** Opening INPUT DATA block **
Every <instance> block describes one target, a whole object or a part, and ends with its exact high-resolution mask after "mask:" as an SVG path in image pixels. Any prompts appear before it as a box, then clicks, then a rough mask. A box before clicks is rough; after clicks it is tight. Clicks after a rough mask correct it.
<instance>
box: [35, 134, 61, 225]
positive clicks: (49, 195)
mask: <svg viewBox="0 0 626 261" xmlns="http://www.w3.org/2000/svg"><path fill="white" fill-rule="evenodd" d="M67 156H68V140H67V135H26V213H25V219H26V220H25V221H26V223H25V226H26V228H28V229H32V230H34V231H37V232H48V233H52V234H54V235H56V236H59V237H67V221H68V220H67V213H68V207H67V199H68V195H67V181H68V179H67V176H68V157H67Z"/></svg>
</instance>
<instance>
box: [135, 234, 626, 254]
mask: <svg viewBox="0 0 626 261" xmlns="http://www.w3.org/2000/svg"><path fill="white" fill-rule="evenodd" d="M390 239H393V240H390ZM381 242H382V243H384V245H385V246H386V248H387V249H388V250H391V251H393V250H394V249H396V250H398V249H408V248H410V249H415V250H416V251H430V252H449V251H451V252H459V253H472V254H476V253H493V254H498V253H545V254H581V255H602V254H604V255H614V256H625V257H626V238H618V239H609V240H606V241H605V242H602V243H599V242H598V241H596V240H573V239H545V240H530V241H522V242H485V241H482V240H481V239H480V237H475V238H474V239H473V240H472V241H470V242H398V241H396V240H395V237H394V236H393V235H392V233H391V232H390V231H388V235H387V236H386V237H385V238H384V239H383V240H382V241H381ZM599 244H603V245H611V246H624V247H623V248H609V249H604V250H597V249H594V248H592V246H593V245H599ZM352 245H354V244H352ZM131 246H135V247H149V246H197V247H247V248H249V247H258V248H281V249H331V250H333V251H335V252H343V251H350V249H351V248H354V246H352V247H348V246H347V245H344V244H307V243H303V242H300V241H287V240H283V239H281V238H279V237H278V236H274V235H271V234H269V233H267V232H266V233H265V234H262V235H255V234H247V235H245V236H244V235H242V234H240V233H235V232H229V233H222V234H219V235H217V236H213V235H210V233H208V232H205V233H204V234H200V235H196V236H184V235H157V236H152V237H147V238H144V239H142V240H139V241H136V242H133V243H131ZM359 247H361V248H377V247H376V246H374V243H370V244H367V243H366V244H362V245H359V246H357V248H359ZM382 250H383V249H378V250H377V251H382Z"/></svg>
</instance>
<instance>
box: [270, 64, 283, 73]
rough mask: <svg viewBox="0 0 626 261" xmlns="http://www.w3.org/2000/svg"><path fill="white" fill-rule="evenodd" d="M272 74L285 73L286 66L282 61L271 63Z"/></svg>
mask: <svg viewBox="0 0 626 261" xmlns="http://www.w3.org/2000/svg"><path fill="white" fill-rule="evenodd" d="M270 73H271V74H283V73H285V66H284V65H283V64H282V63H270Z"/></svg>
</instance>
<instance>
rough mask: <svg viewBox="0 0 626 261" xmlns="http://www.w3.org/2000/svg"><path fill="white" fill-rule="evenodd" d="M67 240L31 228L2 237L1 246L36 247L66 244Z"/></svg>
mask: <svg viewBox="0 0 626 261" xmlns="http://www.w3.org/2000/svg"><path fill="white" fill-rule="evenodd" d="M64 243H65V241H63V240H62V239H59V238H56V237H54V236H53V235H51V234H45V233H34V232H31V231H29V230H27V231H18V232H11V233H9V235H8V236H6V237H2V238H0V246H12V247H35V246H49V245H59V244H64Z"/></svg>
** Closing INPUT DATA block **
WHAT THIS TASK INVOLVES - The reply should consist of the records, reproduced exactly.

RESPONSE AREA -
Every <instance> block describes one target, a whole object or a part, and ends with its exact high-resolution mask after "mask:" as an SVG path in image pixels. Any prompts appear before it as a box, then clicks, then a rough mask. A box before clicks is rough; after clicks it is tight. Clicks after a rough mask correct it.
<instance>
box: [35, 134, 61, 225]
positive clicks: (49, 195)
mask: <svg viewBox="0 0 626 261" xmlns="http://www.w3.org/2000/svg"><path fill="white" fill-rule="evenodd" d="M67 156H68V140H67V135H26V213H25V219H26V220H25V221H26V223H25V226H26V228H28V229H32V230H34V231H37V232H48V233H52V234H54V235H56V236H59V237H67V221H68V220H67V213H68V207H67V199H68V195H67V181H68V179H67V176H68V157H67Z"/></svg>
</instance>
<instance>
box: [135, 234, 626, 254]
mask: <svg viewBox="0 0 626 261" xmlns="http://www.w3.org/2000/svg"><path fill="white" fill-rule="evenodd" d="M390 239H393V240H390ZM381 242H382V243H384V245H385V246H386V248H387V249H388V250H391V251H393V250H394V249H396V250H398V249H408V248H410V249H415V250H416V251H430V252H449V251H451V252H459V253H472V254H476V253H493V254H498V253H545V254H581V255H602V254H604V255H614V256H625V257H626V238H618V239H609V240H606V241H605V242H602V243H599V242H598V241H596V240H573V239H545V240H530V241H522V242H485V241H482V240H481V239H480V237H475V238H474V239H473V240H472V241H470V242H398V241H396V240H395V237H394V236H393V235H392V233H391V232H390V231H388V235H387V236H386V237H385V238H384V239H383V240H382V241H381ZM599 244H603V245H611V246H624V247H623V248H609V249H604V250H597V249H594V248H592V246H593V245H599ZM352 245H354V244H352ZM131 246H135V247H149V246H197V247H247V248H249V247H258V248H281V249H331V250H333V251H335V252H343V251H350V249H351V248H354V246H352V247H348V246H347V245H344V244H307V243H303V242H300V241H287V240H283V239H281V238H279V237H278V236H274V235H271V234H269V233H267V232H266V233H265V234H262V235H255V234H247V235H245V236H244V235H242V234H240V233H235V232H229V233H222V234H219V235H217V236H213V235H210V233H208V232H205V233H204V234H200V235H196V236H184V235H157V236H152V237H147V238H144V239H142V240H139V241H136V242H133V243H131ZM359 247H361V248H377V247H376V246H374V243H370V244H367V243H366V244H362V245H359V246H357V248H359ZM382 250H383V249H378V250H377V251H382Z"/></svg>
</instance>
<instance>
box: [270, 64, 283, 73]
rough mask: <svg viewBox="0 0 626 261" xmlns="http://www.w3.org/2000/svg"><path fill="white" fill-rule="evenodd" d="M272 74L285 73L286 66L282 61L271 63Z"/></svg>
mask: <svg viewBox="0 0 626 261" xmlns="http://www.w3.org/2000/svg"><path fill="white" fill-rule="evenodd" d="M270 73H271V74H283V73H285V66H284V65H283V64H282V63H270Z"/></svg>
</instance>
<instance>
rough mask: <svg viewBox="0 0 626 261" xmlns="http://www.w3.org/2000/svg"><path fill="white" fill-rule="evenodd" d="M67 240L31 228L2 237L1 246L36 247L66 244Z"/></svg>
mask: <svg viewBox="0 0 626 261" xmlns="http://www.w3.org/2000/svg"><path fill="white" fill-rule="evenodd" d="M64 243H65V241H63V240H62V239H59V238H56V237H54V236H53V235H51V234H45V233H34V232H31V231H29V230H27V231H18V232H11V233H9V235H8V236H6V237H2V238H0V246H12V247H35V246H49V245H59V244H64Z"/></svg>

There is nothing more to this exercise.